Exercise objective:
All lines from the opening of the entries below through the line containing "Task: list a point for each instance of the twin-towered" must be output exactly as they appear, with no other lines.

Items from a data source
────────
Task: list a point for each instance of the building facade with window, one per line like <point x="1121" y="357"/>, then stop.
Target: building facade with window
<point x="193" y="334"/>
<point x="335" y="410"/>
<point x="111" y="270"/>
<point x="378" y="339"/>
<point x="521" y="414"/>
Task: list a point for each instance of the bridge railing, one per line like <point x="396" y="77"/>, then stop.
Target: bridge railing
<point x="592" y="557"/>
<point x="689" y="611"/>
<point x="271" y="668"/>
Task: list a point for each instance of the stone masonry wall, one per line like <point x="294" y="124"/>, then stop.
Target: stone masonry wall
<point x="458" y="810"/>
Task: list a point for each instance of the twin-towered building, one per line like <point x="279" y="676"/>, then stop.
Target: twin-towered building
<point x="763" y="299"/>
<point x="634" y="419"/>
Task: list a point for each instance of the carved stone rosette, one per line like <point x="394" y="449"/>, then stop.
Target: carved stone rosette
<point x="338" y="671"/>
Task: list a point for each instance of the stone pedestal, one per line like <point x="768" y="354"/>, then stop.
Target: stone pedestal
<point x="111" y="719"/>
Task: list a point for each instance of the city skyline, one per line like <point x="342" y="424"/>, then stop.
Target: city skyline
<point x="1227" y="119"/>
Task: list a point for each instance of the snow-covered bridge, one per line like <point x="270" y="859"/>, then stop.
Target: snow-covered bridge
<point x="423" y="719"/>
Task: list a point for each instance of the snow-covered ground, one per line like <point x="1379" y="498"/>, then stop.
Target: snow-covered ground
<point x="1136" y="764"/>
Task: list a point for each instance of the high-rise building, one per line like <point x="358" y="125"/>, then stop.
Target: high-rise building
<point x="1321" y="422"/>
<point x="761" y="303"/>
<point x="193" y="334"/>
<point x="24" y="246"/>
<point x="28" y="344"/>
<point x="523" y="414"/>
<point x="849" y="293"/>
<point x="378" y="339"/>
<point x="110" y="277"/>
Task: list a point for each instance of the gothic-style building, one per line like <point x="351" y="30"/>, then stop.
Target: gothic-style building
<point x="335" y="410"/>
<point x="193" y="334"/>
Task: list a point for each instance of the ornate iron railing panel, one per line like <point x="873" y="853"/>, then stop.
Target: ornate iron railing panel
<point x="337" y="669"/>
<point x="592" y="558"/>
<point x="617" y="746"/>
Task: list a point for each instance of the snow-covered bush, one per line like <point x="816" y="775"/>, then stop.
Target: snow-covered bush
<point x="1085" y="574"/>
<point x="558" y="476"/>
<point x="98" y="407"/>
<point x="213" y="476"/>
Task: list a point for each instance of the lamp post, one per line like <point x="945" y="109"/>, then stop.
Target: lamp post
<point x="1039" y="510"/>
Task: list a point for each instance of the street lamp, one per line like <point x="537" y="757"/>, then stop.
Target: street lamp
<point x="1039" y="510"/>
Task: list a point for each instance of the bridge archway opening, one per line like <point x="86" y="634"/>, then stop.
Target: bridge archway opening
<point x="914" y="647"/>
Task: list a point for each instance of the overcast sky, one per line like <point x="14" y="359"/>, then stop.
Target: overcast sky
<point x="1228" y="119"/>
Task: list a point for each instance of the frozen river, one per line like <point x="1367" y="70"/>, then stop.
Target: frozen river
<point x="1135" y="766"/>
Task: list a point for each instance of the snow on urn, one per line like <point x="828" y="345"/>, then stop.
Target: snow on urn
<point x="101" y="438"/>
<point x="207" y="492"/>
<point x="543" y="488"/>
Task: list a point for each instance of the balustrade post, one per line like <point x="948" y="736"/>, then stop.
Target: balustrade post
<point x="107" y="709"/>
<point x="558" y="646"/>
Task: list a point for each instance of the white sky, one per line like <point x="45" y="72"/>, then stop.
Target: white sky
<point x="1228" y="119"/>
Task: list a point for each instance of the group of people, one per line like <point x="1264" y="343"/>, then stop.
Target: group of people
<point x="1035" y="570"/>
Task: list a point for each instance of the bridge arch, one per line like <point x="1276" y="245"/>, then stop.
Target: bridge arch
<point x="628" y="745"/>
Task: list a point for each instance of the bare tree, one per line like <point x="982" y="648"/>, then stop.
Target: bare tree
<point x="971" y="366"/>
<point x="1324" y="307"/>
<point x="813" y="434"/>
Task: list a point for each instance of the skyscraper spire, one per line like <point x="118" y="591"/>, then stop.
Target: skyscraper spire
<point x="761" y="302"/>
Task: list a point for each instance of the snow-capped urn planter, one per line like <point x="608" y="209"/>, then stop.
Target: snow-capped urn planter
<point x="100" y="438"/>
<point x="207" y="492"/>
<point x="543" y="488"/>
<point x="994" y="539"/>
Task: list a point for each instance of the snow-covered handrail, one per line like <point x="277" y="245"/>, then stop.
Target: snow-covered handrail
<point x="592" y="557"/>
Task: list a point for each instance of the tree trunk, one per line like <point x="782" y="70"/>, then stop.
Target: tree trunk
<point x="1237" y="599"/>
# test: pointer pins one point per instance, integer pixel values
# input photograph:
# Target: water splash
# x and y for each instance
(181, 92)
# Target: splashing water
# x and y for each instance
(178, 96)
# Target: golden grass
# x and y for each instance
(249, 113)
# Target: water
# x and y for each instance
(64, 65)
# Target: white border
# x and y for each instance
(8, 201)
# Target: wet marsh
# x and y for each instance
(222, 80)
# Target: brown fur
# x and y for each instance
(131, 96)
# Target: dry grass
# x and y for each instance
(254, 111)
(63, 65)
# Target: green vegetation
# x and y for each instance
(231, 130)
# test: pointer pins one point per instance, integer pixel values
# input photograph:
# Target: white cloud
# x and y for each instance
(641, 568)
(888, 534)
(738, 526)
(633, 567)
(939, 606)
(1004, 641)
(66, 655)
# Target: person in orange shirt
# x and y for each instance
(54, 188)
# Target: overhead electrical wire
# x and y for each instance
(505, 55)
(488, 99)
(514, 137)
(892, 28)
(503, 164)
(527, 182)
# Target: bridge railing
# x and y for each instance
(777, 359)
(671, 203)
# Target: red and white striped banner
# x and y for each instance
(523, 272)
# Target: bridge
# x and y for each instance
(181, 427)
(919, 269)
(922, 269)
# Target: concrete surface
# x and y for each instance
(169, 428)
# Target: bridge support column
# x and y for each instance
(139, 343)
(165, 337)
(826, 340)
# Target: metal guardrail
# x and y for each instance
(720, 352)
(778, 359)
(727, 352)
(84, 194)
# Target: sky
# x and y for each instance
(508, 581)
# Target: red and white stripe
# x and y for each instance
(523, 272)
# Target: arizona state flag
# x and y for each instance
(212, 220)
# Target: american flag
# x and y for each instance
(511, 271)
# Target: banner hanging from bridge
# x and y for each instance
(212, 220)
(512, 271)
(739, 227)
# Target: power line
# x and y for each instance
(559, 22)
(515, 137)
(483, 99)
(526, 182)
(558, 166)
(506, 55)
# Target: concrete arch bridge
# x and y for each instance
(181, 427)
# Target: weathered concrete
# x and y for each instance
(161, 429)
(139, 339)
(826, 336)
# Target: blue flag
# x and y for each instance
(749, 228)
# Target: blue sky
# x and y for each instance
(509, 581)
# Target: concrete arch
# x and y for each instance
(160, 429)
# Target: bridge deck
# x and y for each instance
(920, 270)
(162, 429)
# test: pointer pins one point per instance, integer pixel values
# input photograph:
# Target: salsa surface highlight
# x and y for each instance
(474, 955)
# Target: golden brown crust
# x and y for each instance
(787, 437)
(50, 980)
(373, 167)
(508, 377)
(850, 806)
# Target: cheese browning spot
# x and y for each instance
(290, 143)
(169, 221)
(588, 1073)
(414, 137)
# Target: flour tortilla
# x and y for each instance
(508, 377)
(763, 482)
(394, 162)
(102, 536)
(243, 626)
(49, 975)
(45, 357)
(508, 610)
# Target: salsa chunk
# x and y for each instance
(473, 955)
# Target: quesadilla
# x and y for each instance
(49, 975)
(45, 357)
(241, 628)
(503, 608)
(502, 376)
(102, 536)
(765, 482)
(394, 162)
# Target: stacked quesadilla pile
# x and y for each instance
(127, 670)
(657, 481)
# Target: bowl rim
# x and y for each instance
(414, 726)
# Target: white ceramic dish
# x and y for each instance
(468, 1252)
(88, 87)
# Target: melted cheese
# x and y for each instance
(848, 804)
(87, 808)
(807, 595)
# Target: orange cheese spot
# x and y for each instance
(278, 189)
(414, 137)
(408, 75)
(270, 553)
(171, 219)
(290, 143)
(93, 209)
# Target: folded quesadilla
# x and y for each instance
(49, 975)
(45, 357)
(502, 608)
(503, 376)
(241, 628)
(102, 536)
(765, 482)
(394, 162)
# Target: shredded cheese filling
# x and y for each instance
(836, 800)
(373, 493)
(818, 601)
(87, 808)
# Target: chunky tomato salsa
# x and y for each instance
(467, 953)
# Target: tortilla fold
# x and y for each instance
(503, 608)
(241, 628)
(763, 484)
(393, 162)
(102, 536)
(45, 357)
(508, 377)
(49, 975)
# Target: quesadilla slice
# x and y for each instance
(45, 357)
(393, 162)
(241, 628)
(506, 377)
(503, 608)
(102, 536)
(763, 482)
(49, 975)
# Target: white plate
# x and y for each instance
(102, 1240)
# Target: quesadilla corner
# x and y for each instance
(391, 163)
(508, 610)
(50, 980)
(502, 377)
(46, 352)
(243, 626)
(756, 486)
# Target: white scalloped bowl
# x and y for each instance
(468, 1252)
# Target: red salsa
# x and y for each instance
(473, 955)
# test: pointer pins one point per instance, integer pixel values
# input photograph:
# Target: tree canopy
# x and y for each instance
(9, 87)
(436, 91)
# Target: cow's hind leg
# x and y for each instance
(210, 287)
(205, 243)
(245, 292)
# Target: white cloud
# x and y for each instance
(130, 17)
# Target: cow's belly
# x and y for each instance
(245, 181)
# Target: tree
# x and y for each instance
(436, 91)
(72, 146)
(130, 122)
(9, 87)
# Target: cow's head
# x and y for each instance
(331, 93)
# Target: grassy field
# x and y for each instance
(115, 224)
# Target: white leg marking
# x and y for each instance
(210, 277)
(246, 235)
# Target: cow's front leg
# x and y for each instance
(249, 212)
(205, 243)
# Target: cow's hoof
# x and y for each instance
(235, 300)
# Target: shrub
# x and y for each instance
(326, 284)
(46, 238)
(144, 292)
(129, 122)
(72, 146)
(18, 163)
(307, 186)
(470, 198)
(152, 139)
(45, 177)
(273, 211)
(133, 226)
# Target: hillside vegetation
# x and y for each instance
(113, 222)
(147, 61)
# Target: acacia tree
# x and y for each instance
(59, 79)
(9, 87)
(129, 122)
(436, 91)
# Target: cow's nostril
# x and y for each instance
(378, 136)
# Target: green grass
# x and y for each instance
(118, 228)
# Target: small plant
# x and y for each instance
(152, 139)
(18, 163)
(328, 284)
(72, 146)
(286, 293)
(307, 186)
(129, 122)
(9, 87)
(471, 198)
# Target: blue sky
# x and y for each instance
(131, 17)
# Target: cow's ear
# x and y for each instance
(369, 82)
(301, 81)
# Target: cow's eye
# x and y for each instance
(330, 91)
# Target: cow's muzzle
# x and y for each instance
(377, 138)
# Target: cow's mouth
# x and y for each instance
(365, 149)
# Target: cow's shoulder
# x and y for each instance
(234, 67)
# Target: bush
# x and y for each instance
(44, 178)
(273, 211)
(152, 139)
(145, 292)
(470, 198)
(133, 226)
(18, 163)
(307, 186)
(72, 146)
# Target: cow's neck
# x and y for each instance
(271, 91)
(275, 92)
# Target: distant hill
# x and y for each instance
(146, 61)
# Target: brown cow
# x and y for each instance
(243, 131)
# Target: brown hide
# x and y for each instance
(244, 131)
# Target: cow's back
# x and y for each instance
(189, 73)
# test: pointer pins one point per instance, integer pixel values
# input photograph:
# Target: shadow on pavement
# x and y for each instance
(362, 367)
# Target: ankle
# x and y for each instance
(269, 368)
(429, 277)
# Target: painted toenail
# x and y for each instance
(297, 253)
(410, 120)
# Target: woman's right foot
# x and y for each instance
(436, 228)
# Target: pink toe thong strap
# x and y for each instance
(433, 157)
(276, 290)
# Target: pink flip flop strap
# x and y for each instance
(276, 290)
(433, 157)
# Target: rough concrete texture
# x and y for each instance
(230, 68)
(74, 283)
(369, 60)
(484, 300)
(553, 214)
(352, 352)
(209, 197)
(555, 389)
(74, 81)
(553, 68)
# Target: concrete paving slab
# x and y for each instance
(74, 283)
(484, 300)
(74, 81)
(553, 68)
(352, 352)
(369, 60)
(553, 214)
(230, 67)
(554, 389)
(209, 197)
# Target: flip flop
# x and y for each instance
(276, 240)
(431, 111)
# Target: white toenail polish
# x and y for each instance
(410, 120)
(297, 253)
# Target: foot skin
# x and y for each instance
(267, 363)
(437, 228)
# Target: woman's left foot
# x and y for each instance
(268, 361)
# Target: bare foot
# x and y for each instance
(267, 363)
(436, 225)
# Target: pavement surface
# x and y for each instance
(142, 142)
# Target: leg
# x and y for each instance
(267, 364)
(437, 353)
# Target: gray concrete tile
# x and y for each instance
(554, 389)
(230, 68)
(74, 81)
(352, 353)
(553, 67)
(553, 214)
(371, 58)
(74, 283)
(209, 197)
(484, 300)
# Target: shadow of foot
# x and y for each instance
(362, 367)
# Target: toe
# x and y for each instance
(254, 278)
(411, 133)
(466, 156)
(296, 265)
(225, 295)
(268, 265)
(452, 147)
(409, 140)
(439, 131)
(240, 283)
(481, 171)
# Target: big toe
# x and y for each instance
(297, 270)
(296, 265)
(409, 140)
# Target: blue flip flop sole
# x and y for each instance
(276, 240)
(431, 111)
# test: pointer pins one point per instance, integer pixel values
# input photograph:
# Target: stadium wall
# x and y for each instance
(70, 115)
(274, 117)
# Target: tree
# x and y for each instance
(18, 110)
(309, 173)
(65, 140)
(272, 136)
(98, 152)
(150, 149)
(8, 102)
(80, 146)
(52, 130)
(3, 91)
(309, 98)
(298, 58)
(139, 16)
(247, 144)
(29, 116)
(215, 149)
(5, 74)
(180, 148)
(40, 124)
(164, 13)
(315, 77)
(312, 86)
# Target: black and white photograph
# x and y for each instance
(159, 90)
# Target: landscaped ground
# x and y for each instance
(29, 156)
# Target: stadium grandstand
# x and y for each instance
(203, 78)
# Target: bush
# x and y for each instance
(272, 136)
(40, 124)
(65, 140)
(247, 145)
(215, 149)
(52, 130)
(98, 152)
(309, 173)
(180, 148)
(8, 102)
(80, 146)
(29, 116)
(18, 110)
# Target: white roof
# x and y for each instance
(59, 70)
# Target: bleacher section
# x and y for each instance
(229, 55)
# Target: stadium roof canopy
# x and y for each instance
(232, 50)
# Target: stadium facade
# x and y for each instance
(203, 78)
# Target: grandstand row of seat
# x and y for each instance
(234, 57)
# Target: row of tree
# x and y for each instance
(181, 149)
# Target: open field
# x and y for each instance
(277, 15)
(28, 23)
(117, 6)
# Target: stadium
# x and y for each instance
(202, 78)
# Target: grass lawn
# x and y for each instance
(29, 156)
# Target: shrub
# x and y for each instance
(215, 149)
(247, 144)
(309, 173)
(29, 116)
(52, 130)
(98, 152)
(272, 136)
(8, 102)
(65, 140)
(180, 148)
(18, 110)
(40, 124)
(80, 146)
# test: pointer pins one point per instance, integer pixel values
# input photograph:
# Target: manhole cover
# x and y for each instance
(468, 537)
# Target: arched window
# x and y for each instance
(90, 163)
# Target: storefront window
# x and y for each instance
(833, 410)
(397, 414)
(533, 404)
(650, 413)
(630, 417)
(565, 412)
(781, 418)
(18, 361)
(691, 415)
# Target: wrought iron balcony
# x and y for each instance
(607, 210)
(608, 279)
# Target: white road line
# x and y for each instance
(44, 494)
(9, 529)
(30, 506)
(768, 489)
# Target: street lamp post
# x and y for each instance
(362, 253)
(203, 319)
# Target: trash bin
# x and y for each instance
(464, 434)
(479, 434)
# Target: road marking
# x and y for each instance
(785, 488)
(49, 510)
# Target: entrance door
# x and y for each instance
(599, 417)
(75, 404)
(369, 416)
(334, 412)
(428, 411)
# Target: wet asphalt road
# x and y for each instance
────────
Task answer:
Task: list a point for each instance of the building facade with window, one per line like <point x="1121" y="357"/>, then stop.
Target: building facade with window
<point x="193" y="334"/>
<point x="335" y="410"/>
<point x="111" y="270"/>
<point x="378" y="339"/>
<point x="521" y="414"/>
Task: list a point for each instance of the bridge railing, one per line like <point x="396" y="77"/>, then stop.
Target: bridge railing
<point x="592" y="557"/>
<point x="689" y="611"/>
<point x="271" y="668"/>
Task: list a point for each instance of the stone masonry wall, one per line like <point x="294" y="124"/>, then stop.
Target: stone masonry wall
<point x="458" y="810"/>
Task: list a point for each instance of the twin-towered building, one per line like <point x="279" y="676"/>, then stop.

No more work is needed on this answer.